> [Exercise inputs]
= = =

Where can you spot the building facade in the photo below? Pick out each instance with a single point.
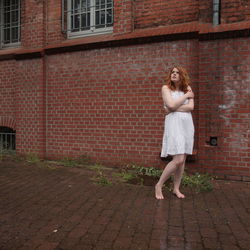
(84, 77)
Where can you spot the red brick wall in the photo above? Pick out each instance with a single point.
(33, 26)
(151, 13)
(8, 87)
(107, 103)
(29, 106)
(224, 75)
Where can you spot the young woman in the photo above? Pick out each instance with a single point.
(178, 138)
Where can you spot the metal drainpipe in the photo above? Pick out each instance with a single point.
(216, 12)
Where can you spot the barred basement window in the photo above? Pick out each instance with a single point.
(9, 23)
(87, 17)
(7, 139)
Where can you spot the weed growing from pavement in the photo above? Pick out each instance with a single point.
(200, 182)
(68, 162)
(32, 158)
(148, 171)
(126, 176)
(101, 179)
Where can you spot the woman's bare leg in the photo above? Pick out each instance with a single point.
(178, 176)
(169, 169)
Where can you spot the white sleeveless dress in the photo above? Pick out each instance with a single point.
(178, 137)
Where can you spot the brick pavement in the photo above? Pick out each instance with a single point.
(63, 209)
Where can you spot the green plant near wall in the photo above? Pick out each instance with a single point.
(149, 171)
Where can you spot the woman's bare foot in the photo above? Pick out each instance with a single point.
(158, 192)
(179, 194)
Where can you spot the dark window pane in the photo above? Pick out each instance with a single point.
(109, 16)
(14, 35)
(6, 37)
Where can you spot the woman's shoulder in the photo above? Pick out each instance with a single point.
(165, 88)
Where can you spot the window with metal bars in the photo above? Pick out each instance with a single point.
(9, 23)
(7, 139)
(87, 17)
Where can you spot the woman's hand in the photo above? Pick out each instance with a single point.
(190, 94)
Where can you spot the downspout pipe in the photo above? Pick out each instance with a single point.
(216, 12)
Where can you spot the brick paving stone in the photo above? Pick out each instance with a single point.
(62, 209)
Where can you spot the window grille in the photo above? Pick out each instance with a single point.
(7, 139)
(9, 23)
(87, 17)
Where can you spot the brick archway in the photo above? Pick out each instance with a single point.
(7, 121)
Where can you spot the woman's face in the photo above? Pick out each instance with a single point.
(175, 76)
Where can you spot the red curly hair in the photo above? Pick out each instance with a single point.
(184, 79)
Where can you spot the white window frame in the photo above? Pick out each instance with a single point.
(93, 30)
(2, 42)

= = =

> [Task description]
The lines to reproduce run from the one containing "Where can you spot the red curly" to the last line of the listing; print them exactly, including both ends.

> [Solution]
Where can you spot the red curly hair in the photo above? Pick out each instance with a single point.
(184, 79)
Where can you spot the white window frame in the photo above? Pick out each instance with a single point.
(93, 30)
(2, 42)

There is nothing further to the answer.